───── Material supplied ─────

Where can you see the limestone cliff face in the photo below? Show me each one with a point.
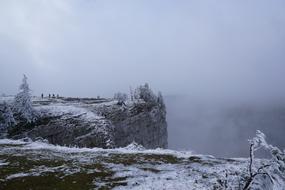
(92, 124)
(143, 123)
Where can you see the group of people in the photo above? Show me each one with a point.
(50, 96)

─────
───── Material supplied ─────

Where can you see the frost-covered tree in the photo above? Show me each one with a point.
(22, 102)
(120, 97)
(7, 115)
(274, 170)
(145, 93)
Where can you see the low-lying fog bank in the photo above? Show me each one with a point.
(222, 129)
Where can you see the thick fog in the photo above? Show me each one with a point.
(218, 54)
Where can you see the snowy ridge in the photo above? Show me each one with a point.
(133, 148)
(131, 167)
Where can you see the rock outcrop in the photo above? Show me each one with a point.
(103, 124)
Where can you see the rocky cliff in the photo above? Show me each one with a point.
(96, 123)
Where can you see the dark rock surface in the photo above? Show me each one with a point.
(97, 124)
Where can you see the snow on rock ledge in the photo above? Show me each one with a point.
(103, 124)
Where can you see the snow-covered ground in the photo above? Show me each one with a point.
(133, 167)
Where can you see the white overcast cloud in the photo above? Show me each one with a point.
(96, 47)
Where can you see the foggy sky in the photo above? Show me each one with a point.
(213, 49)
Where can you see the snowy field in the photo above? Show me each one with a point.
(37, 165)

─────
───── Material supplied ─────

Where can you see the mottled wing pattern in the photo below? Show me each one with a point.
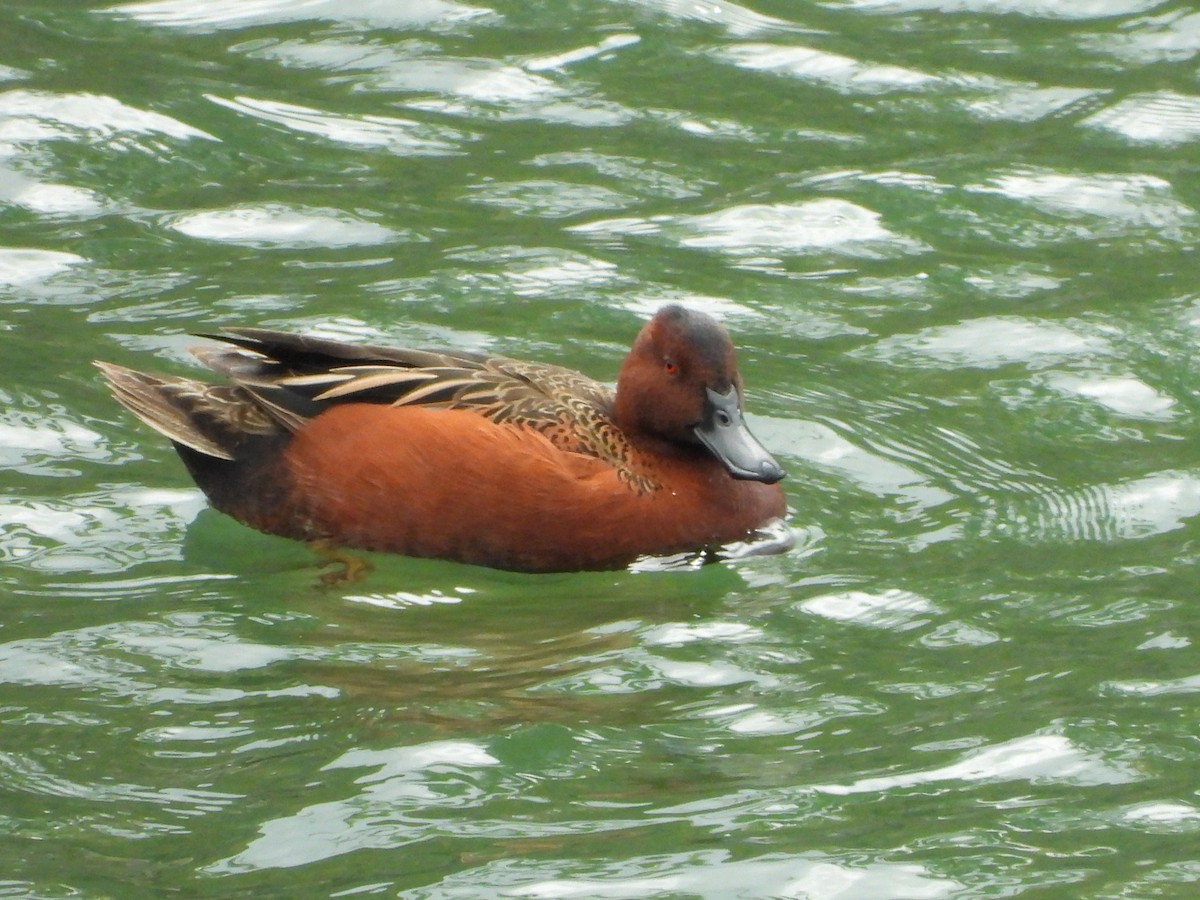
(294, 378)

─────

- [Stated exercise] Pull out every line in the records above that contains the word "below", and copy each of those lines in full.

- [Task solution]
Where can you see the limestone cliff face in the photo below? Show me each one with a point.
Where can you see the mottled wing pattern in the photo below? Show me each one with a point.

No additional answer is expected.